** Opening QUOTED PASSAGE block **
Monday, March 09, 2026

THE NEW SUPREME LEADER IS UNACCEPTABLE TO TRUMP

Vetting the ayatollah: Why Trump’s intervention in Iran could save generations of Jewish lives

The choice of Iran’s next leader will determine the trajectory of regional security for decades to come. 

 

By Amine Ayoub 

 

JNS 

Mar 9, 2026

 

 

How Trump reacted to the appointment of new Supreme Leader
President Trump categorically rejected the succession of Mojtaba Khamenei, the late ayatollah’s son
 

The geopolitical landscape of the Middle East is currently undergoing its most profound seismic shift since the 1979 Islamic Revolution. Following the decapitation of the Iranian regime’s senior echelons—most notably, the death of Supreme Leader Ayatollah Ali Khamenei in a joint U.S.-Israeli military strike on Feb. 28—the Islamic Republic faces an existential vacuum.

In a paradigm-shifting intervention, U.S. President Donald Trump has explicitly declared his intent to involve the United States in the selection of Iran’s next ruler. On March 8, the Assembly of Experts officially named Mojtaba Khamenei, the late ayatollah’s 56-year-old son, as the next leader—a decision that has set the stage for a total collision with the United States.

Speaking in an explosive Axios interview prior to that announcement, the president categorically rejected the succession of Khamenei, the late ayatollah’s son, dismissing him as a “lightweight” and drawing a direct parallel to the engineered political transition the United States executed in Venezuela with Delcy Rodríguez. This unapologetic assertion of American leverage over Tehran’s internal succession represents a generational opportunity to definitively end the regime’s 46-year campaign of state-sponsored terrorism.

Trump’s invocation of the “Venezuela model” signals a highly pragmatic, results-oriented evolution in American foreign policy. It marks a deliberate departure from the nebulous, often disastrous goal of total democratic nation-building, in favor of aggressive, targeted interference to secure a compliant leadership structure.

By publicly declaring Khamenei the younger “unacceptable,” the administration has drawn a non-negotiable red line. Mojtaba, a hardline cleric deeply entrenched within the Islamic Revolutionary Guard Corps (IRGC) and the Basij paramilitary forces, represents the absolute continuity of his father’s catastrophic policies. Allowing him to consolidate power would guarantee the perpetuation of Iran’s proxy warfare, its nuclear brinkmanship and its foundational obsession with the destruction of the State of Israel.
** Closing QUOTED PASSAGE block **
** Opening DATA block **
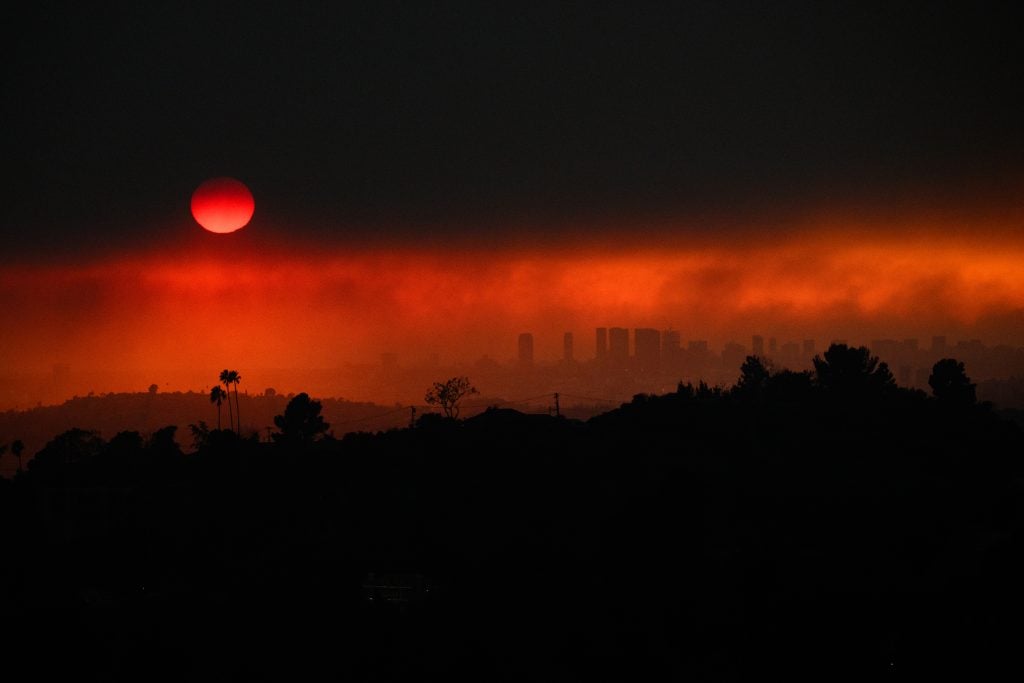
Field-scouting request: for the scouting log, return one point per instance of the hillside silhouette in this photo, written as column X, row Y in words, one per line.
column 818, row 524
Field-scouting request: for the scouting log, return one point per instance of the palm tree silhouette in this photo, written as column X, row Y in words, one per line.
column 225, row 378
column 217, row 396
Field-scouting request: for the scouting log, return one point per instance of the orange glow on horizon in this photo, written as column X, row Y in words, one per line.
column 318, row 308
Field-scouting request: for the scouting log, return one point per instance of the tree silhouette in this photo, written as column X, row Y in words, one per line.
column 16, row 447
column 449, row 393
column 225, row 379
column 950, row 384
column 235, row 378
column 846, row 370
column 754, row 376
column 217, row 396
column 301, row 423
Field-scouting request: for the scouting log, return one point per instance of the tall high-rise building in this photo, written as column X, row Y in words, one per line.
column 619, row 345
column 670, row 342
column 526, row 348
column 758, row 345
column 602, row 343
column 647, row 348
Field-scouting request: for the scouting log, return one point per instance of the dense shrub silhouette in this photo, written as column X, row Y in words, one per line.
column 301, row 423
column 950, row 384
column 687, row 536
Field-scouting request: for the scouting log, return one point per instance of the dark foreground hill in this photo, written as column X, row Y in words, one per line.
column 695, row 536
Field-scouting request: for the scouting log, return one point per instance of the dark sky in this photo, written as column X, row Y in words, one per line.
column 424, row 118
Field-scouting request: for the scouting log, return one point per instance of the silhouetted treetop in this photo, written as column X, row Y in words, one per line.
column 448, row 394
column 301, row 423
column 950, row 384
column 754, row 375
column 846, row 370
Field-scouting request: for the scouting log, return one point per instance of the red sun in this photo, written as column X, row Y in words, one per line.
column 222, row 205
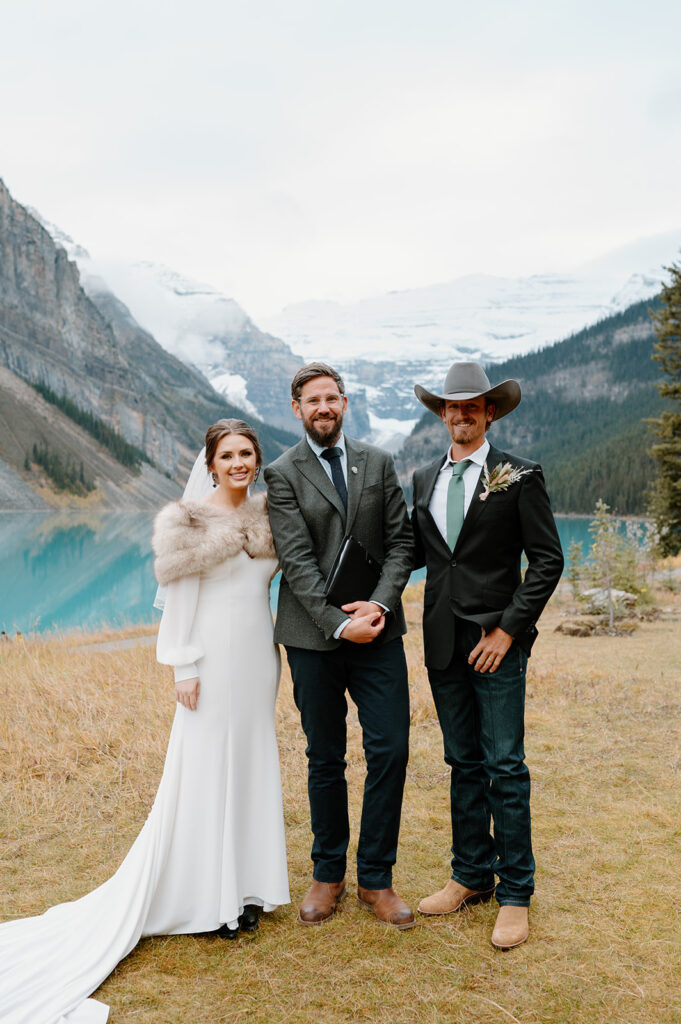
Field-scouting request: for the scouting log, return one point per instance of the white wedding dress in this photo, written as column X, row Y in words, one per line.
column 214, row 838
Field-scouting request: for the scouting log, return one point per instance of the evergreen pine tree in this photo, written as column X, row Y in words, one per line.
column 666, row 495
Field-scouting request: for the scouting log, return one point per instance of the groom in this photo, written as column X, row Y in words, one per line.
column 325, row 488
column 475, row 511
** Closing DATA block **
** Opening DATA block **
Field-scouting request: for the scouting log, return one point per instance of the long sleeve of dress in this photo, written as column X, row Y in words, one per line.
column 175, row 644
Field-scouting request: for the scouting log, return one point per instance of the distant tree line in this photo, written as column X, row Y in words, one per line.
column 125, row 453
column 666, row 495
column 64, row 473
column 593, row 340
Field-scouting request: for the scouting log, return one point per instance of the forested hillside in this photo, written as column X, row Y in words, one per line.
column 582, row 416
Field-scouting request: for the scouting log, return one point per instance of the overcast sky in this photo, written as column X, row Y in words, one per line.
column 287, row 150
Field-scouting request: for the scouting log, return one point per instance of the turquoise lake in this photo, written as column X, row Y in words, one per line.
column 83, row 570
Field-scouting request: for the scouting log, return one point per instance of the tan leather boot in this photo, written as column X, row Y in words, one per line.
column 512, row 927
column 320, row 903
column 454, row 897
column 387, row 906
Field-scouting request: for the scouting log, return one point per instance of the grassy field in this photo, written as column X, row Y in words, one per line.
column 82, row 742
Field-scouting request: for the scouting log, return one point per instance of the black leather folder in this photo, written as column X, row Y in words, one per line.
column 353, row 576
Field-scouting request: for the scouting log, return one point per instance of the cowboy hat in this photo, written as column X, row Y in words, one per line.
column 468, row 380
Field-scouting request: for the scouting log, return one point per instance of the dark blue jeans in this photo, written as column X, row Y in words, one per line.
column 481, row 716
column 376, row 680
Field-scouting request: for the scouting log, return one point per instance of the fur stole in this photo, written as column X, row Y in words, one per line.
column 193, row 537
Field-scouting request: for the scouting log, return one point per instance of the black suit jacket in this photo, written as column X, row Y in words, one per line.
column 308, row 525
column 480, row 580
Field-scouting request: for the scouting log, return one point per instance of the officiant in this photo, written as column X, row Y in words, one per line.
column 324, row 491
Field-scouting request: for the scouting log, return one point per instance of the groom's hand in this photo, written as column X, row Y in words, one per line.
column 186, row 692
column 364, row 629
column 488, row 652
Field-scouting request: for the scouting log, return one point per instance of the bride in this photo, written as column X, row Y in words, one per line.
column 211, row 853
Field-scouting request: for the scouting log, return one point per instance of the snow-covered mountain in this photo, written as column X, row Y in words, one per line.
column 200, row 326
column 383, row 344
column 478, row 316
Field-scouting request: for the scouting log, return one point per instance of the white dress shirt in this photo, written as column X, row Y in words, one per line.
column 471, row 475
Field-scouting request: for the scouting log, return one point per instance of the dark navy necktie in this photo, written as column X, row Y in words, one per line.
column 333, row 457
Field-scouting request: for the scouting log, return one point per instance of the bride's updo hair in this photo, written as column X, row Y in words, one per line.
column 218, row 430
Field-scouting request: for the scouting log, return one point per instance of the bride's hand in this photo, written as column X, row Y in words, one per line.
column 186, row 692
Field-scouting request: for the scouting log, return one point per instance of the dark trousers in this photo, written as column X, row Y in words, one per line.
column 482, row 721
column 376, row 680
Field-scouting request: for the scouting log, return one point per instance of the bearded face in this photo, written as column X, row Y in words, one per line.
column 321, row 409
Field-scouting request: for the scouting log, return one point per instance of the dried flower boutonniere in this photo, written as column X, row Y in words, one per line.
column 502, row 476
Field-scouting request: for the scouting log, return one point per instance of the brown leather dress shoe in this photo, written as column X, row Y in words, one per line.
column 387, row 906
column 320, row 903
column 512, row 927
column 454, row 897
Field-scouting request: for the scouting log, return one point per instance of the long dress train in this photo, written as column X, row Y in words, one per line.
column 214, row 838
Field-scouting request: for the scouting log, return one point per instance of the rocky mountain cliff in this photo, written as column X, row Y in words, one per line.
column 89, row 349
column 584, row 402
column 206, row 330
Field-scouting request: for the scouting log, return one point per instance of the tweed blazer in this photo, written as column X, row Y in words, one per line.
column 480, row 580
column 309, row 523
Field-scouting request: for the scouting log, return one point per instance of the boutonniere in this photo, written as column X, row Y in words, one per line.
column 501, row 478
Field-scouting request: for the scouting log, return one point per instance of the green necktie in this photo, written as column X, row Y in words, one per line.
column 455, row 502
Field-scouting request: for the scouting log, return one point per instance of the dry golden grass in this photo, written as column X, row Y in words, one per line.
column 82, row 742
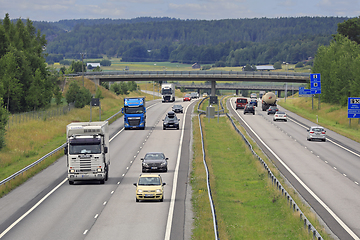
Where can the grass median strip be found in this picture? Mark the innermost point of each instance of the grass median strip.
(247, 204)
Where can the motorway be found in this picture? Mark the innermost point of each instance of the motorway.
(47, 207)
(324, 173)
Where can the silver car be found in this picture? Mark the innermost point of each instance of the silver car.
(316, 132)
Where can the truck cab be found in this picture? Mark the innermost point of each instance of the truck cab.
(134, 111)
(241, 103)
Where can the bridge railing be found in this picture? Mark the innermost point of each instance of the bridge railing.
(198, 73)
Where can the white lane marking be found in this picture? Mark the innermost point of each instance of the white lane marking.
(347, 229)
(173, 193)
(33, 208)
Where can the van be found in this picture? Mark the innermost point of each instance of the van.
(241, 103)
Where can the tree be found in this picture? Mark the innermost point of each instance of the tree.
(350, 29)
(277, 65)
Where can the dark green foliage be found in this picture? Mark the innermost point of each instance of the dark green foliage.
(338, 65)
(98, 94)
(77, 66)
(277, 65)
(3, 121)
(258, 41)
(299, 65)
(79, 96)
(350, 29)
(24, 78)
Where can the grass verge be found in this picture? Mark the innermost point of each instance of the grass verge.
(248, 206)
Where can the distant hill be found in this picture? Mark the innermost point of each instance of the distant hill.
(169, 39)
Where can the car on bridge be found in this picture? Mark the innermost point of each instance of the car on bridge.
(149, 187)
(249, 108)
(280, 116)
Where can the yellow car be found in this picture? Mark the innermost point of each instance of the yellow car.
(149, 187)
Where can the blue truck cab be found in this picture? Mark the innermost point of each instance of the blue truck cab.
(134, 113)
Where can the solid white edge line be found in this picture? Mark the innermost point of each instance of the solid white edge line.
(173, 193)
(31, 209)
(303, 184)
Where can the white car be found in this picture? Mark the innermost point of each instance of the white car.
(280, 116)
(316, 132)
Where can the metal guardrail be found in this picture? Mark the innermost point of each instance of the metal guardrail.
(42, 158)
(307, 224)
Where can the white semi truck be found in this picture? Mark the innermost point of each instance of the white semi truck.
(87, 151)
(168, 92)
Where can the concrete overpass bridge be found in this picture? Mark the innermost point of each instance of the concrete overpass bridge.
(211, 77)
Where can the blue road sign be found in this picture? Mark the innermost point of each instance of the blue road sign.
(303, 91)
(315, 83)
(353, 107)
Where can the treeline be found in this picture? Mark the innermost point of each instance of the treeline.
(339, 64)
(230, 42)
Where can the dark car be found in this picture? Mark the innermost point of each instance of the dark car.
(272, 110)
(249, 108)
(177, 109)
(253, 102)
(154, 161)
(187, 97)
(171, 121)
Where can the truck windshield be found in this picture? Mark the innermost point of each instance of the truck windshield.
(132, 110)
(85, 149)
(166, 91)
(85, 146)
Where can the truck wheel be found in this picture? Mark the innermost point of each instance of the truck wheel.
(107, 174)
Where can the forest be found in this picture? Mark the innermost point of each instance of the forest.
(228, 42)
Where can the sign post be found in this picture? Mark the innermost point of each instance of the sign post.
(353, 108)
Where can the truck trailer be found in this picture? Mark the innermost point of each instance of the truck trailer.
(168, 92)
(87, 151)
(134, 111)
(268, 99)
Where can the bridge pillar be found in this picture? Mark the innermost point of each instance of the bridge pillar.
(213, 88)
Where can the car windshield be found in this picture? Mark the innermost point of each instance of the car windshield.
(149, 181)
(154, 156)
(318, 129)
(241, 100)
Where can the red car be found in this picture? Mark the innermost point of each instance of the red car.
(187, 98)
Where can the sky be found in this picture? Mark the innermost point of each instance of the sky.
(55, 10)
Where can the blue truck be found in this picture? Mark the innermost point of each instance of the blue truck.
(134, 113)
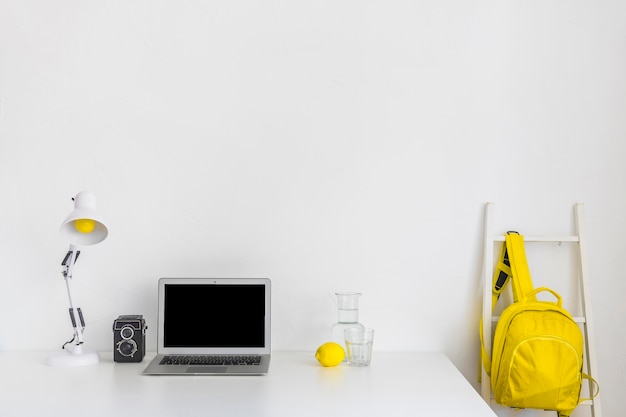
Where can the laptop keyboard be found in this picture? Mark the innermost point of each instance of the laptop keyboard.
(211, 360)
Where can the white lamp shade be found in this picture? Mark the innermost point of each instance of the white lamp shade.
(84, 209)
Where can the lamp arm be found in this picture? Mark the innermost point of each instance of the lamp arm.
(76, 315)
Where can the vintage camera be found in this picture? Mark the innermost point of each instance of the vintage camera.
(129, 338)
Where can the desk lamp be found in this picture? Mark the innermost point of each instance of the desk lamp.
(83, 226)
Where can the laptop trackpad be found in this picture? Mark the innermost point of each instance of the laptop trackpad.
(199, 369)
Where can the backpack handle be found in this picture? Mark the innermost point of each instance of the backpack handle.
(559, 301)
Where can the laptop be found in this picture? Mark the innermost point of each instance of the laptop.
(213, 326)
** Closing DATA block **
** Opening DATA block **
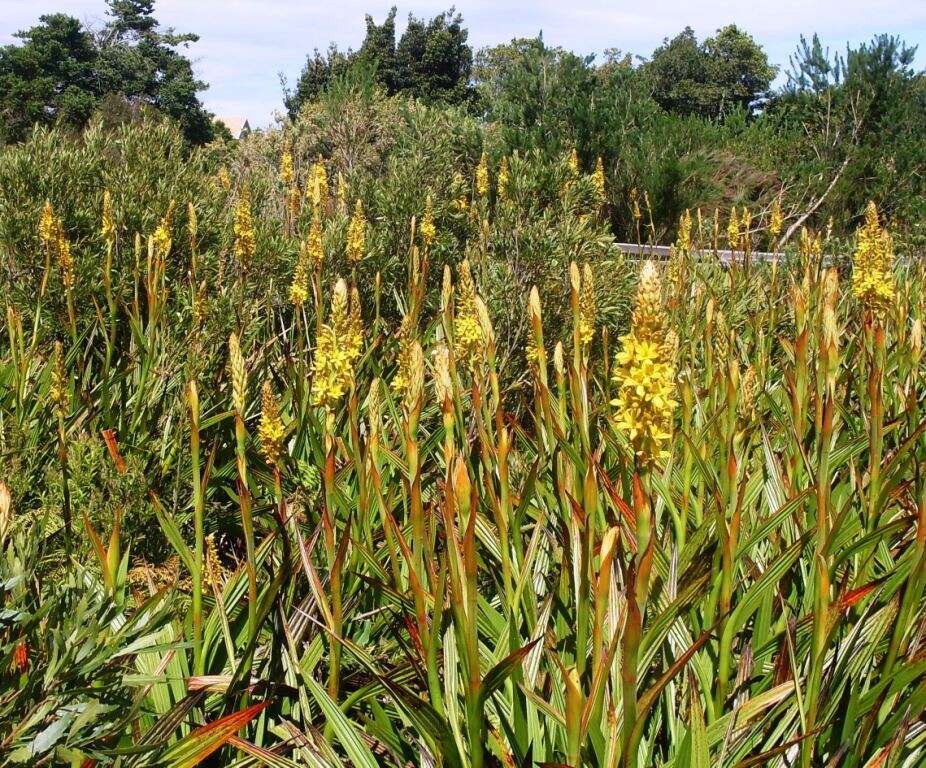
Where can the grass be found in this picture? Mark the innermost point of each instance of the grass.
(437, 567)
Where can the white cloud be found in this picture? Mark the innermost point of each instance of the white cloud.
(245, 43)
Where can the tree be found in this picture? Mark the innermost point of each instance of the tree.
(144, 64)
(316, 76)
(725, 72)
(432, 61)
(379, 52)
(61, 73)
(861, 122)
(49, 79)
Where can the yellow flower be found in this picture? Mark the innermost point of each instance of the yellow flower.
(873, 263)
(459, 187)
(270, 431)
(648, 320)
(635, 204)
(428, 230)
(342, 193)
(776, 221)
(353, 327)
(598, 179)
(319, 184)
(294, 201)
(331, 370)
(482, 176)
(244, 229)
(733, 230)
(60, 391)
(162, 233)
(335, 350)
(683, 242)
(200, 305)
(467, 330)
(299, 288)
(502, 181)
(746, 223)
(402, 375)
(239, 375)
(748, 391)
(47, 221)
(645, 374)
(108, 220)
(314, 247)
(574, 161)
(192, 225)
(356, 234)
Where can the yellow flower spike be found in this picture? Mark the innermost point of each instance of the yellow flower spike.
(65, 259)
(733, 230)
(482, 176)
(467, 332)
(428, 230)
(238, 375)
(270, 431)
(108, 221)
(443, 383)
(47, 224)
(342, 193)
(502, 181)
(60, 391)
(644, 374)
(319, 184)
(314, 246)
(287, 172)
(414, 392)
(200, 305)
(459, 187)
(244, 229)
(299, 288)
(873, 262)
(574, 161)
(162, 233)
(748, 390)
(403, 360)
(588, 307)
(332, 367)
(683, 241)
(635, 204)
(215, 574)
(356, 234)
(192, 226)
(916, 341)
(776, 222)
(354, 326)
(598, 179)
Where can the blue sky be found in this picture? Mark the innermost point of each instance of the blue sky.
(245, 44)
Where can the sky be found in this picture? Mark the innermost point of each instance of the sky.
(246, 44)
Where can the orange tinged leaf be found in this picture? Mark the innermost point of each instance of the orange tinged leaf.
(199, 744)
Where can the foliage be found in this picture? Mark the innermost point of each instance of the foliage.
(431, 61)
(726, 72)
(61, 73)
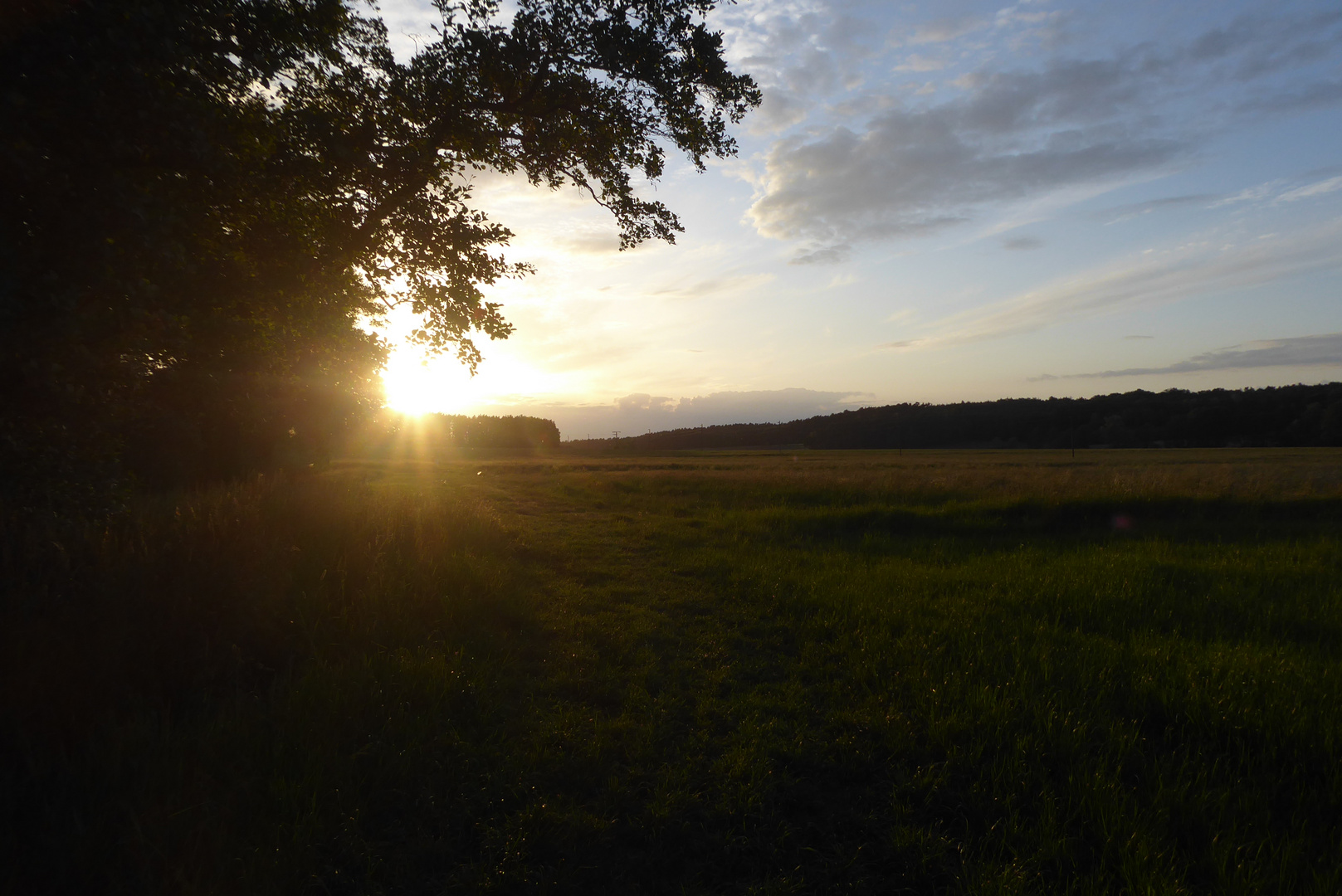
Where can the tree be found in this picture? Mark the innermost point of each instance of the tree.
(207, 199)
** Closing DATA block **
**TASKS AND EXERCISES**
**a)** In the article on Iran's leadership succession, on what date did the Assembly of Experts name Mojtaba Khamenei as the next leader?
**b)** Decide whether each statement agrees with the article on Iran's leadership succession, and quote the words that decide it: (i) Ayatollah Ali Khamenei died in a joint U.S.-Israeli military strike on Feb. 28. (ii) Trump gave his Axios interview after the Assembly of Experts announced the new leader. (iii) Mojtaba Khamenei is 56 years old.
**c)** List every person named in the article on Iran's leadership succession, including its byline.

**ACTIVITY ANSWERS**
**a)** March 8.

**b)**
(i) Yes: "the death of Supreme Leader Ayatollah Ali Khamenei in a joint U.S.-Israeli military strike on Feb. 28"
(ii) No: "Speaking in an explosive Axios interview prior to that announcement"
(iii) Yes: "the late ayatollah’s 56-year-old son"

**c)** Amine Ayoub, Donald Trump, Ali Khamenei, Mojtaba Khamenei, Delcy Rodríguez